Our research facilities are located in the ComArtSci and the Oyer Speech & Hearing buildings on the Michigan State University campus. There are eight research laboratories, as well as shared research spaces for faculty and student use. These communication labs have several sound-treated booths, an anechoic chamber, as well as a highly reverberant room. All laboratories are equipped with state-of-the-art hardware and software to enable researchers in conducting the highest quality research. The department also provides several opportunities, space and resources for students (undergraduate and graduate) to participate in research.
Brain Systems for Language Lab (BSL Lab)
Research in the Brain for Systems Language Lab focuses on development of neural systems for language, including cognitive skills such as attention and inhibition, in children with typical development and communication disorders. This research employs a comprehensive approach to studying language development, including behavioral and neurophysiology methods, such as electoencephalography (EEG). Dr. Hampton-Wray is head of this lab.
━━━━━━
TASK REQUIREMENTS:
A. Using the text about the research facilities, mark each statement yes or no, and quote the words of the text that decide it. (i) The department has eight research laboratories. (ii) All the research facilities are in one building. (iii) The BSL Lab studies only children with typical development.
B. Extend the text about the research facilities, picking up after its last sentence.
These items have nothing to do with the text about the research facilities.

Segmentation mask data
━━━━━━
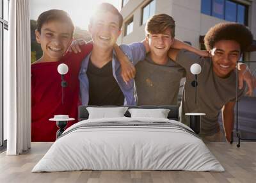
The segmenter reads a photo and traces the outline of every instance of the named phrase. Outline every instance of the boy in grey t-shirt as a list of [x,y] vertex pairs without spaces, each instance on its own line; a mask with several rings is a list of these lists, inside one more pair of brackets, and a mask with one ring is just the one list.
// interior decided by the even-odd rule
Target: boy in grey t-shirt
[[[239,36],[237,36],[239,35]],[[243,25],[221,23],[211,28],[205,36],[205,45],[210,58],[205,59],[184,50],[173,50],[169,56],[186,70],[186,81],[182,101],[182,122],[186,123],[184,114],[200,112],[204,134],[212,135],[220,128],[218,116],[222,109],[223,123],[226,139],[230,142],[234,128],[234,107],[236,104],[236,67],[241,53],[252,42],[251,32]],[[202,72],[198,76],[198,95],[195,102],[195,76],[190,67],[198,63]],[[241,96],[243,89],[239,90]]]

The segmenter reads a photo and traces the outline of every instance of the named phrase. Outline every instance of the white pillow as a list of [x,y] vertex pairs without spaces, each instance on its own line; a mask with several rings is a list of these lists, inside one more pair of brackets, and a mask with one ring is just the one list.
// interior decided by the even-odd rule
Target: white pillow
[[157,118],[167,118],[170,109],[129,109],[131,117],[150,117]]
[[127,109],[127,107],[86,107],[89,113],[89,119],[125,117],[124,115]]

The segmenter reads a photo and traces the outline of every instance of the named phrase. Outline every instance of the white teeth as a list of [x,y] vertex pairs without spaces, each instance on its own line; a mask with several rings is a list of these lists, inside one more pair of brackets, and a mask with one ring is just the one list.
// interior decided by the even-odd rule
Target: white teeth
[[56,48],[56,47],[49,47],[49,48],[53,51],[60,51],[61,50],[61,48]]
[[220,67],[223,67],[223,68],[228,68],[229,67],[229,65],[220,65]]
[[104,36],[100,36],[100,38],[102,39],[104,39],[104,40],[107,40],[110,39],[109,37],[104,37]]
━━━━━━
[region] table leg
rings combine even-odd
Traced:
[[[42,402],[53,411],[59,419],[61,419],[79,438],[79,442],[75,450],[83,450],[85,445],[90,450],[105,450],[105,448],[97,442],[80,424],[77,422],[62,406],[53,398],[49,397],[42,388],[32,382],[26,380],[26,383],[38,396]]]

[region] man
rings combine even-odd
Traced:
━━━━━━
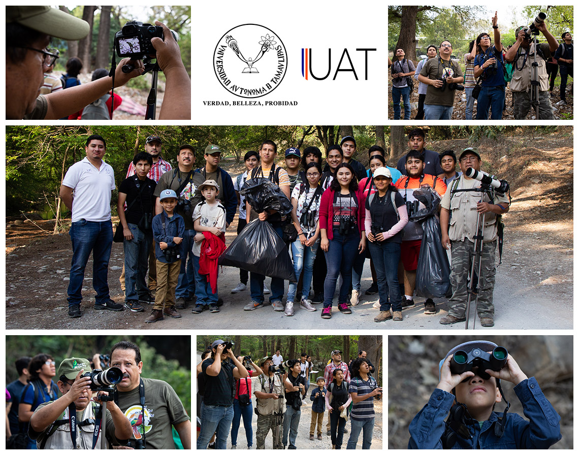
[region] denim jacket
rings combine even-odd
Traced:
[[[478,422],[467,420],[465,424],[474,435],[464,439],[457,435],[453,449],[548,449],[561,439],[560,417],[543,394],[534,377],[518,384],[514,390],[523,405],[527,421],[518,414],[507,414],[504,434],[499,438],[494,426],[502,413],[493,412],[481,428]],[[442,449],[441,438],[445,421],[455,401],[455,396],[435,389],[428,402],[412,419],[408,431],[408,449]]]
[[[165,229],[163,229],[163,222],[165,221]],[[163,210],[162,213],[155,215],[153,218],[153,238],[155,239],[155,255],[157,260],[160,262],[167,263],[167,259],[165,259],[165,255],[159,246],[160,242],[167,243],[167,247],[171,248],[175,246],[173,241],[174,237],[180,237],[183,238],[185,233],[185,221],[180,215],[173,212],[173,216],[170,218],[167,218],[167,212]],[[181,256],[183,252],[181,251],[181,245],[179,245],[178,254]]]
━━━━━━
SOLVED TASKS:
A.
(i) Yes: "There are eight research laboratories"
(ii) No: "located in the ComArtSci and the Oyer Speech & Hearing buildings"
(iii) No: "in children with typical development and communication disorders"

B.
Cognitive Neuroscience of Language Development Lab
The Cognitive Neuroscience of Language Development Lab Conducts research on neurocognitive mechanisms that underlie language development and disorders in monolingual and bilingual children. The lab has a focus on reading, studying neural correlates of reading in bilingual and multilingual children and adults. It also studies early identification and intervention of developmental dyslexia using a multimodal neuroimaging method. This lab is run by Dr. Fan Cao.
The goal of the Lingo Lab is to better understand 1) how children with autism spectrum disorders learn language; 2) why some children learn language more easily than others, and 3) what can be done to help those who have difficulty. Dr. Courtney Venker is in charge of this lab.
The LiTL Lab studies articulation forces and associated efforts with a goal of developing novel diagnostic and therapeutic approaches to improve communication in people with neurological disease or head & neck cancer. The LiLT Lab is underneath Dr. Searl's research.
The MSU Speech Lab investigates speech perception and production in order to better understand the mechanisms underlying both normal and disrupted speech communication. A particular focus is on the neurocognitive mechanisms underlying perception and production of speech prosody, defined as the pitch, timing, and rhythm, and loudness of speech. Dr. Laura Dilley is the lead researcher in this lab.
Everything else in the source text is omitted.